### EXERCISE MATERIALS:
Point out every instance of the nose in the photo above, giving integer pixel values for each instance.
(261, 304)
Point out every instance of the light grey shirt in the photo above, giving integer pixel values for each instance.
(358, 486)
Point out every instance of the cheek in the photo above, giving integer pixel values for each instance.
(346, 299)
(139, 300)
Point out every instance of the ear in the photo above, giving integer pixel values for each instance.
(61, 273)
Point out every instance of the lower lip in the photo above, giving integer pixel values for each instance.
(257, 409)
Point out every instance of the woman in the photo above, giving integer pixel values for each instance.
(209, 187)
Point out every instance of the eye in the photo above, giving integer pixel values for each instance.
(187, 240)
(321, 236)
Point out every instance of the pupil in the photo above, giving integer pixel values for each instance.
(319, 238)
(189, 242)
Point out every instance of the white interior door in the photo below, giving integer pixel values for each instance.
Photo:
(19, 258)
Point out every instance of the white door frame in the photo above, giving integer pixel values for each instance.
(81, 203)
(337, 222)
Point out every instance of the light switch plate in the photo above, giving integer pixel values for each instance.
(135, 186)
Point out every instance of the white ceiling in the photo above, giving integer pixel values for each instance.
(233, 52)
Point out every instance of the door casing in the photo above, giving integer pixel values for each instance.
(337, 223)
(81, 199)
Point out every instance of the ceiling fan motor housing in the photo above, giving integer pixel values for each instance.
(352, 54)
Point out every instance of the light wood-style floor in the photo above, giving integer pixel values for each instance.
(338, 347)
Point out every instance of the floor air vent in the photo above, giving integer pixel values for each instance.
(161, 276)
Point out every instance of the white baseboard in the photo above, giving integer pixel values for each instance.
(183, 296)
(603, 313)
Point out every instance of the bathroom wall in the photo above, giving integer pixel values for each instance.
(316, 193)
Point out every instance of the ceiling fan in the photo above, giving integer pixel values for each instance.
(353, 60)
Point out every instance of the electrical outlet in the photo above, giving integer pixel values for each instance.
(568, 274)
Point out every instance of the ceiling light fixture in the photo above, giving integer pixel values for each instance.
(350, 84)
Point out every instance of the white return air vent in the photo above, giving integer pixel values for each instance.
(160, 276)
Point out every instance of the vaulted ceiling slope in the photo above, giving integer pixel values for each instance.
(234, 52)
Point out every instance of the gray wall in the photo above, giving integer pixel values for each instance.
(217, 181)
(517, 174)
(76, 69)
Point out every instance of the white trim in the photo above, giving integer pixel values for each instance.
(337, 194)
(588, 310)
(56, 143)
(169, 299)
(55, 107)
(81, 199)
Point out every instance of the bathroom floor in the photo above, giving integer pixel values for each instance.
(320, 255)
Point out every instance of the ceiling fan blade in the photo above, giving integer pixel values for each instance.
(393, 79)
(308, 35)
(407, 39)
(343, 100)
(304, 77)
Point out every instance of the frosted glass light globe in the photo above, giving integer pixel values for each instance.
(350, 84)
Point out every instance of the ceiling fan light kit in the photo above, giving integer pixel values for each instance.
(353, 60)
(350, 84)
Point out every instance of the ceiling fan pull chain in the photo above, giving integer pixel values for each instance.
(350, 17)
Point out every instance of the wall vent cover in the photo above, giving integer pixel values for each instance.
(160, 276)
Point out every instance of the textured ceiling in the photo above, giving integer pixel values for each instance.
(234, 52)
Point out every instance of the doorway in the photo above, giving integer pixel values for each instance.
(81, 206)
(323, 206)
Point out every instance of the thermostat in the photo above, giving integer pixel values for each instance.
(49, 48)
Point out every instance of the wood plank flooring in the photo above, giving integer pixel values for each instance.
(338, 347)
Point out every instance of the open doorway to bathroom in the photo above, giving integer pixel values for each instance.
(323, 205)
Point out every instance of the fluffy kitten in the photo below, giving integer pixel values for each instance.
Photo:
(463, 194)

### EXERCISE TASK:
Can you revise all the rows above so that "integer pixel values" becomes "whole-number pixel coordinates" and nothing else changes?

### COMPLETE OUTPUT:
Point out every instance of the nose in the photo above, giving whole-number pixel coordinates for each instance.
(261, 304)
Point out every instance of the light grey shirt in the photo above, giving whole-number pixel coordinates for each instance.
(358, 486)
Point out every instance of the cheek in the photo above, giving whole-number pixel coordinates for each instance.
(346, 299)
(139, 300)
Point out every instance of the ear in the photo above, giving whole-number pixel coordinates for each instance.
(61, 273)
Point out every instance of the lower lip in the photo above, giving whole-number pixel coordinates for each instance.
(257, 409)
Point out every instance of the woman in the photo above, giving whole-number pixel coordinates for each instance.
(209, 187)
Point out every instance of the eye in the photo above, giving whole-number pixel coordinates for each instance.
(187, 240)
(321, 236)
Point out every instance of the pupil in the photo above, giving whole-number pixel coordinates for each instance.
(319, 238)
(189, 242)
Point out every instance of the white interior door in the photo below, giving whole-number pixel coordinates for each instance.
Photo:
(19, 258)
Point out every instance of the white door frame in the photo above, giving whole-number pixel coordinates for each instance.
(81, 203)
(337, 222)
Point out every instance of the light switch plate in the photo above, giving whole-number pixel coordinates for each instance.
(135, 186)
Point out every instance of the white ceiling in the photo above, giving whole-number pixel coordinates for each instance.
(233, 52)
Point out every instance of the door casing in the photo above, giving whole-number pixel coordinates for each instance.
(337, 223)
(81, 199)
Point out every instance of the ceiling fan motor housing in the photo above, giving whole-number pixel coordinates for each instance.
(352, 54)
Point out every instance of the light wood-style floor in the photo above, giving whole-number pixel coordinates for each instance.
(338, 347)
Point out every instance of the floor air vent in the photo above, giving whole-number pixel coordinates for each instance.
(161, 276)
Point out every instance of the white baseboard in the photo above, giving whole-number pixel coordinates for each instance.
(183, 296)
(603, 313)
Point out every instance of the bathroom wall in the photo above, giving whole-number pixel coordinates for each instance.
(316, 193)
Point out every instance of the ceiling fan in the photo above, giving whole-number pixel coordinates for each instance.
(353, 60)
Point out every instance of the electrical outlet in the photo above, giving whole-number pixel coordinates for each instance.
(568, 274)
Point out every instance of the ceiling light fixture in the photo above, giving whole-number pixel coordinates for each instance.
(350, 84)
Point out every instance of the white return air vent in the photo above, giving whole-number pixel coordinates for each instance.
(160, 276)
Point out every instance of the vaulted ceiling slope in the photo above, giving whole-number pixel coordinates for each instance.
(234, 52)
Point out every instance of the gray wall in the photo above, giving whole-number pixel coordinates for each instance.
(217, 181)
(517, 174)
(76, 69)
Point out every instance of the white trim in the photo above, giving whole-number pixel coordinates for each instance.
(337, 194)
(588, 310)
(56, 143)
(169, 299)
(55, 107)
(81, 199)
Point out every instance of the bathroom floor in the photo above, giving whole-number pixel coordinates for each instance.
(320, 255)
Point out every instance of the ceiling fan blade in the photo above, giving whole-number pixel coordinates for each instance.
(393, 79)
(308, 35)
(407, 39)
(343, 100)
(304, 77)
Point out every instance of the frosted glass light globe in the photo above, giving whole-number pixel coordinates for each instance.
(350, 84)
Point out every instance of the ceiling fan light kit in the photo above, giving whole-number pixel coordinates for each instance.
(353, 60)
(350, 84)
Point out every instance of the ceiling fan pull chain in the photo above, giving whole-number pixel coordinates for each instance.
(350, 17)
Point out every instance of the wall vent cover in the photo above, giving whole-number pixel coordinates for each instance.
(160, 276)
Point out every instance of the textured ceiling in the photo above, giving whole-number pixel coordinates for each instance.
(234, 52)
Point out every instance of the doorway in the photo above, giving whole-number pixel coordinates for each instance.
(81, 206)
(323, 206)
Point out every instance of the thermostat in the photo above, giving whole-number pixel coordinates for each instance.
(49, 48)
Point out every instance of the wood plank flooring in the photo above, giving whole-number pixel coordinates for each instance.
(338, 347)
Point out every instance of the open doorway to bathroom in the photo above, giving whole-number pixel coordinates for each instance.
(323, 205)
Point out every instance of the fluffy kitten in the photo below, giving whole-number pixel coordinates for each instance.
Photo:
(463, 194)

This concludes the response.